On Tue, Dec 19, 2017 at 10:56 AM, Tomasz Pala <go...@polanet.pl> wrote:
> On Tue, Dec 19, 2017 at 11:35:02 -0500, Austin S. Hemmelgarn wrote:
>
>>> 2. printed on screen when creating/converting "RAID1" profile (by btrfs 
>>> tools),
>> I don't agree on this one.  It is in no way unreasonable to expect that
>> someone has read the documentation _before_ trying to use something.
>
> Provided there are:
> - a decent documentation AND
> - appropriate[*] level of "common knowledge" AND
> - stable behaviour and mature code (kernel, tools etc.)
>
> BTRFS lacks all of these - there are major functional changes in current
> kernels and it reaches far beyond LTS. All the knowledge YOU have here,
> on this maillist, should be 'engraved' into btrfs-progs, as there are
> people still using kernels with serious malfunctions. btrfs-progs could
> easily check kernel version and print appropriate warning - consider
> this a "software quirks".

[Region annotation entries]
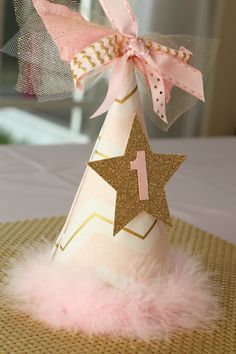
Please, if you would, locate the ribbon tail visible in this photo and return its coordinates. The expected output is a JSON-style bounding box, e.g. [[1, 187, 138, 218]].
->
[[99, 0, 138, 37], [146, 66, 169, 124], [90, 56, 128, 118]]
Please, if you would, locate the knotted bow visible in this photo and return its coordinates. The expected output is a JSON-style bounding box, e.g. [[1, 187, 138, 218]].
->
[[71, 0, 204, 123]]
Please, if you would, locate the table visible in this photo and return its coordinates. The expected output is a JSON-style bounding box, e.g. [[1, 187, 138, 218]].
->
[[0, 137, 236, 242]]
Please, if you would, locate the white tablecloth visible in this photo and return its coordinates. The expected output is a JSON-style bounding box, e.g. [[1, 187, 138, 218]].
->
[[0, 138, 236, 242]]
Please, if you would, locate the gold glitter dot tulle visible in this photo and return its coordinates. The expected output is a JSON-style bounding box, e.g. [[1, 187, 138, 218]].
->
[[2, 0, 218, 130]]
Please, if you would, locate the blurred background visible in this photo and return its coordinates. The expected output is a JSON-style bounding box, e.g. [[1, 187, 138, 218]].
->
[[0, 0, 236, 144]]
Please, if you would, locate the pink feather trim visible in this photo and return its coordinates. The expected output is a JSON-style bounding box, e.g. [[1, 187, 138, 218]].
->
[[3, 247, 219, 340]]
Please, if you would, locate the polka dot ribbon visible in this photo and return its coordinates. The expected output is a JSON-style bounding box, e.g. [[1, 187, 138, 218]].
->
[[71, 0, 204, 123]]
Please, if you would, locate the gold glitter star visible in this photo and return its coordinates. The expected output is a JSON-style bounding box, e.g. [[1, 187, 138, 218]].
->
[[88, 116, 186, 236]]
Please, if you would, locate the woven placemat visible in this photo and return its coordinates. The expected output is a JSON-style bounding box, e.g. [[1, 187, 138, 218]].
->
[[0, 217, 236, 354]]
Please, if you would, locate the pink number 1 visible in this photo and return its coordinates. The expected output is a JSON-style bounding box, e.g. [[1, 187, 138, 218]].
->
[[130, 151, 148, 200]]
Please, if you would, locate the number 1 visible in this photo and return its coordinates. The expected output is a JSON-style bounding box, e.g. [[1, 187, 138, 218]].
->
[[130, 151, 149, 200]]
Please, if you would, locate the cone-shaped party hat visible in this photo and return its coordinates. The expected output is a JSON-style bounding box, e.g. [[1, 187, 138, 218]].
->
[[1, 0, 217, 340], [52, 64, 168, 285]]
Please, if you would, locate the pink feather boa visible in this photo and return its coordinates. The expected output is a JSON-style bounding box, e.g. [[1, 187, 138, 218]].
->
[[3, 247, 218, 340]]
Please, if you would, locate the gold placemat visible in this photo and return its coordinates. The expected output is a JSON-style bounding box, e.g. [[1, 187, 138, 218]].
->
[[0, 217, 236, 354]]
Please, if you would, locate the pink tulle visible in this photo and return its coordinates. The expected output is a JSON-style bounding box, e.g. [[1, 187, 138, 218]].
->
[[33, 0, 115, 61], [3, 245, 218, 340]]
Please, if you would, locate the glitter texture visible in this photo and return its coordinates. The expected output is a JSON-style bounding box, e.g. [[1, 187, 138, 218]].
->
[[88, 116, 186, 235]]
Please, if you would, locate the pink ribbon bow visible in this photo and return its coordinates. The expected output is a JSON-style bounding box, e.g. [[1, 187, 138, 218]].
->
[[71, 0, 204, 123]]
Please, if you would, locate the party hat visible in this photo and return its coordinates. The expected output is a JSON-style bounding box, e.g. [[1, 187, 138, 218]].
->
[[1, 0, 217, 340]]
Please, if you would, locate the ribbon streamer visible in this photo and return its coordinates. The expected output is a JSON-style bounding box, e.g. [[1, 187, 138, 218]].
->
[[71, 0, 204, 123]]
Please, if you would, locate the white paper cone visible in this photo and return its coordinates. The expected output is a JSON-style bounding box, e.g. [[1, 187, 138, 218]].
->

* _Requirements_
a) From the btrfs mailing-list message, output the passage that begins with the words containing "On Tue, Dec 19, 2017 at 10:56" and ends with "(kernel, tools etc.)".
b) Continue the btrfs mailing-list message from its last line.

* _Written answers_
a)
On Tue, Dec 19, 2017 at 10:56 AM, Tomasz Pala <go...@polanet.pl> wrote:
> On Tue, Dec 19, 2017 at 11:35:02 -0500, Austin S. Hemmelgarn wrote:
>
>>> 2. printed on screen when creating/converting "RAID1" profile (by btrfs 
>>> tools),
>> I don't agree on this one.  It is in no way unreasonable to expect that
>> someone has read the documentation _before_ trying to use something.
>
> Provided there are:
> - a decent documentation AND
> - appropriate[*] level of "common knowledge" AND
> - stable behaviour and mature code (kernel, tools etc.)

b)
The more verbose man pages are, the more likely it is that information
gets stale. We already see this with the Btrfs Wiki. So are you
volunteering to do the btrfs-progs work to easily check kernel
versions and print appropriate warnings? Or is this a case of
complaining about what other people aren't doing with their time?

>
> BTW, doesn't SuSE use btrfs by default? Would you expect everyone using
> this distro to research every component used?

As far as I'm aware, only Btrfs single device stuff is "supported".
The multiple device stuff is definitely not supported on openSUSE, but
I have no idea to what degree they support it with enterprise license,
no doubt that support must come with caveats.


>
>>> [*] yes, I know the recent kernels handle this, but the last LTS (4.14)
>>> is just too young.
>> 4.14 should have gotten that patch last I checked.
>
> I meant too young to be widely adopted yet. This requires some
> countermeasures in the toolkit that is easier to upgrade, like userspace.
>
>> Regarding handling of degraded mounts, BTRFS _is_ working just fine, we
>> just chose a different default behavior from MD and LVM (we make certain
>> the user knows about the issue without having to look through syslog).
>
> I'm not arguing about the behaviour - apparently there were some
> technical reasons. But IF the reasons are not technical, but
> philosophical, I'd like to have either mount option (allow_degraded) or
> even kernel-level configuration knob for this to happen RAID-style.


They are technical, which then runs into the philosophical. Giving
users a hurt me button is not ethical programming.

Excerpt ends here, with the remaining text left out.